*学習テキスト*
+++++
嫌いなところを教えて下さいと質問したら、あたたかいコメントが寄せられる。かと思えば、死にたいと言ったら、猛烈に叩かれる。わかりました。みなさん、ツンデレっていうより、単なるあまのじゃくなんですね……。
というわけで早速コメントを読んでいきましょう。
・どこが嫌い?って今更他人に聞く所が嫌いです。治す必要ないですよ。時間の無駄です
・自分以外の人間を薄ら寒いクソバカって見下してるからでしょ。自分でも自覚してるクセに。本当メンドクサイ男だね。
そういう……ミョンちゃんみたいなことは言わないで下さい!!
・人をイラつかせて、意味の分からない優越感を撒き散らす自分の性格と向き合っていくしかないですね。
僕の優越感は、劣等感の裏返しなんです。
・自分以外の周りの誰かの事はわかっていないようでわかっている。わかっているようでわかってない。だから周りから自己中心的といわれたり見下してると言われたりするんです。
+++++
*入力データ*
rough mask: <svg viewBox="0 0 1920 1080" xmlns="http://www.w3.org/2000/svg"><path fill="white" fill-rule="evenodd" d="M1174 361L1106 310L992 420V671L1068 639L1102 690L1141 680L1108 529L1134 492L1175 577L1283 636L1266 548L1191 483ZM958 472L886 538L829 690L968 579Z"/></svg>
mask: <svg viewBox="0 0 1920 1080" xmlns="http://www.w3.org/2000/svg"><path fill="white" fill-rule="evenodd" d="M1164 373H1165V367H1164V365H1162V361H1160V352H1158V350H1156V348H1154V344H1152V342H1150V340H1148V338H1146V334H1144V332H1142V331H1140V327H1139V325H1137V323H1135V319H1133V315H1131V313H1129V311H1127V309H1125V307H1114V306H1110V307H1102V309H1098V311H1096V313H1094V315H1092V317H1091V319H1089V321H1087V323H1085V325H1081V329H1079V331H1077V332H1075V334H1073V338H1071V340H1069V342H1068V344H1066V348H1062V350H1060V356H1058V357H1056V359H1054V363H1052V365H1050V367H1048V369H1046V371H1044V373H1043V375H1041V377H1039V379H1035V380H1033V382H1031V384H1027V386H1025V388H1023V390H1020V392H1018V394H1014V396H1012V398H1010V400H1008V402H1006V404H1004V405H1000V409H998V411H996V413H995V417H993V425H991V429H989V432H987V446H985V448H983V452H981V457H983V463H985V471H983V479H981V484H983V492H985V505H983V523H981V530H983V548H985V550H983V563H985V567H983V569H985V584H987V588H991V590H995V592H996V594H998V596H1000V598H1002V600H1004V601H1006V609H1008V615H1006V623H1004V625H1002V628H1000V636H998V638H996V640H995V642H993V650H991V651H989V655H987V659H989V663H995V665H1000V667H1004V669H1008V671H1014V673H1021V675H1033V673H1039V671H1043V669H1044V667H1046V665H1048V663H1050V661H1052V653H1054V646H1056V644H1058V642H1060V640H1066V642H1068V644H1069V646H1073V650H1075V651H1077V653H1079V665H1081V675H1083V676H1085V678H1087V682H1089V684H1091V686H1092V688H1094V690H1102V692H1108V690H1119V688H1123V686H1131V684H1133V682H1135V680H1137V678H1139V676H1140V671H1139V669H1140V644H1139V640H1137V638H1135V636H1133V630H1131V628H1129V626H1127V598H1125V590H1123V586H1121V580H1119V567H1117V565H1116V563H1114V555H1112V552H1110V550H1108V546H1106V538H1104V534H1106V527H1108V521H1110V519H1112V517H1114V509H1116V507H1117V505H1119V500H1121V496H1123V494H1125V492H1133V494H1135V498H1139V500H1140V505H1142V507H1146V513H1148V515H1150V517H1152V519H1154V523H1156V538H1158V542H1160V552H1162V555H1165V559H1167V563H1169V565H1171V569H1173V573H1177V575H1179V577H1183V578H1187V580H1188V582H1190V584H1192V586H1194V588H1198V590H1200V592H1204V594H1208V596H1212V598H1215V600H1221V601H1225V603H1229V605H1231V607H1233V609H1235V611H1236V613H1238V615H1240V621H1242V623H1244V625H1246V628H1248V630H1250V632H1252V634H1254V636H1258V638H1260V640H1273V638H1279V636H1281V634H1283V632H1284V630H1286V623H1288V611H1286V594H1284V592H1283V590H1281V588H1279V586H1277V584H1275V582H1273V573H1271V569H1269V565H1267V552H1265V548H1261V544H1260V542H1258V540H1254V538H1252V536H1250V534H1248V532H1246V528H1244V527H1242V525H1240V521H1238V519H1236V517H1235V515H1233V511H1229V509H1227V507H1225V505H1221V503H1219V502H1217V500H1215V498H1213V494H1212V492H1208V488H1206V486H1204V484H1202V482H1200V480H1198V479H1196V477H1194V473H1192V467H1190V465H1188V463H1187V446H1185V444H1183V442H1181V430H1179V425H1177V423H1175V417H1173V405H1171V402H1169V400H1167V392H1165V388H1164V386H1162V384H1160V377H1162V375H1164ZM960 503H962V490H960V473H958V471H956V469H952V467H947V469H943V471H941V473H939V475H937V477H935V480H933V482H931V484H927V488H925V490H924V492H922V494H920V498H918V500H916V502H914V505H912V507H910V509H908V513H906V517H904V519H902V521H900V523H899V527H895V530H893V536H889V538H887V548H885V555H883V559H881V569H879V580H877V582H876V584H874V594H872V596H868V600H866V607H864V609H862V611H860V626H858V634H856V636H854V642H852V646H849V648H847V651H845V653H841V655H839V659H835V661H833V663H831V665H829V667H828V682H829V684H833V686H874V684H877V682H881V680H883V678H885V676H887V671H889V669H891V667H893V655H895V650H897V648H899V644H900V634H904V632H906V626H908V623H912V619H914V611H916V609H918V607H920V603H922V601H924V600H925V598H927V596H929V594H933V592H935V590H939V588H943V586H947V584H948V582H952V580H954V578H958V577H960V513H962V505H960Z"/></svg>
+++++
*作業指示*
A: 学習テキストで、書き手は自分の優越感を何の裏返しだと述べているか。
B: 学習テキストの最後の文のあとから続きを書き進めよ。

*課題別の結果*
A: 劣等感の裏返しだと述べている。

B:
自分以外の人間が何を考えてるかなんて、僕は全然わかりません。もしかしたら、この世界で生きて悩み苦しみ考えているのは僕だけで、他の人たちは実は生きていなくて、人工知能か何かなんじゃないか? という気が最近してきました。一体全体、自分以外の人間が本当に生きてるって、どうやったら確認出来るんでしょうか?
・ささやかな事、日常的な地味な事は、『自分の理想的な自我にふさわしくない』と思っているのです。そういった類のあなたのなにかが、言葉の端々から感じられてしまうからではないでしょうか?
だって、文章を書く以外の全てのことが、なんだかムダに思えてしまって……。
・他人をちょいちょい馬鹿にする所かな。周りに尊敬できる人はいますか?トータルじゃなくても、この人のこういう所はすごいな、と思ったりしますか?そして自分がそうなるように努力していますか?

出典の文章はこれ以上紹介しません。